* _Task A_
Answer these questions about the asthma drug passage:
(i) How many levels do the GINA control scores in the passage have?
(ii) What kind of studies on asthma patients does the method use?
(iii) What two things does the passage say can make drugs with similar trial efficacy differ in real-world effectiveness?
* _Task B_
Carry on the asthma drug passage, starting after its last sentence.

* _Passage shown_
*** Block opens ***
Market Access / HEOR & Pricing

Predicting effectiveness from efficacy for an asthma drug to ascertain medical value towards regulators and payers

Building a predictive real-world disease model of asthma by integrating trial efficacy and drivers of efectiveness to predict the effectiveness of a new anti-asthma drug.
Despite being a known chronic disease, there are still important unmet needs in the treatment of asthma due to high patient heterogeneity and the real-world conditions of care. While different drugs may show similar efficacy in trials, their comparative effectiveness can be widely different in the real-world due to the conditions of care and compliance patterns defining the drivers of effectivenes.

Objectives

Bridge the efficacy to effectiveness gap, for optimal pragmatic trial design

Identify and characterize drivers of effectiveness.

Project efficacy endpoints to efficacy outcomes.

Optimize negotiations with payers and study design accordingly.

Methods & solution

Building a predictive disease model in real-world of asthma accounting for the drivers of effectivness of drugs in development and from the standard of care

Using a long term cohort studies on asthma patients.

Definition of prescriptions, 3-level GINA control scores and exacerbations adjusted on the basis of hospital admissions.
*** Block closes ***
* _Supplied records_
*** Block opens ***
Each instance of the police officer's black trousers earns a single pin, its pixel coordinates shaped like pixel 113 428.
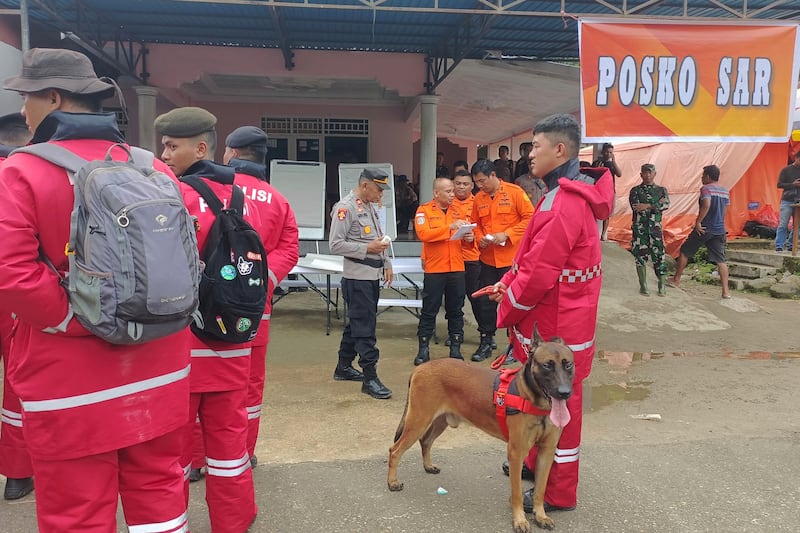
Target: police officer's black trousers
pixel 487 309
pixel 358 337
pixel 451 285
pixel 472 272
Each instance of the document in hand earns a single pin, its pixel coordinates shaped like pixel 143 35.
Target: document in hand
*** Block closes ***
* _Exercise answer A_
(i) Three levels.
(ii) Long-term cohort studies.
(iii) The conditions of care and compliance patterns.

* _Exercise answer B_
Drug possession ratios, used as an indicator of compliance.

Identification and quantification of effectiveness factors such as adherence.

Development of a Bayesian dynamic inhomogeneous Markov model at the patient level to jointly describe prescriptions and outcomes over time.

Results

Adherence and related factors significantly improve long-term effectiveness

Association of treatment changes with disease severity while adherence was significantly improved when patients had treatment changes.

The risk of exacerbation depended on the control score and season.

Control was significantly improved by better adherence.

Impact

Succesful pragmatic trials and postmarketing studies guided by such real-world simulations

  • Adherence and related factors were shown to be highly interacting with long-term efficacy (eg on relapse rate).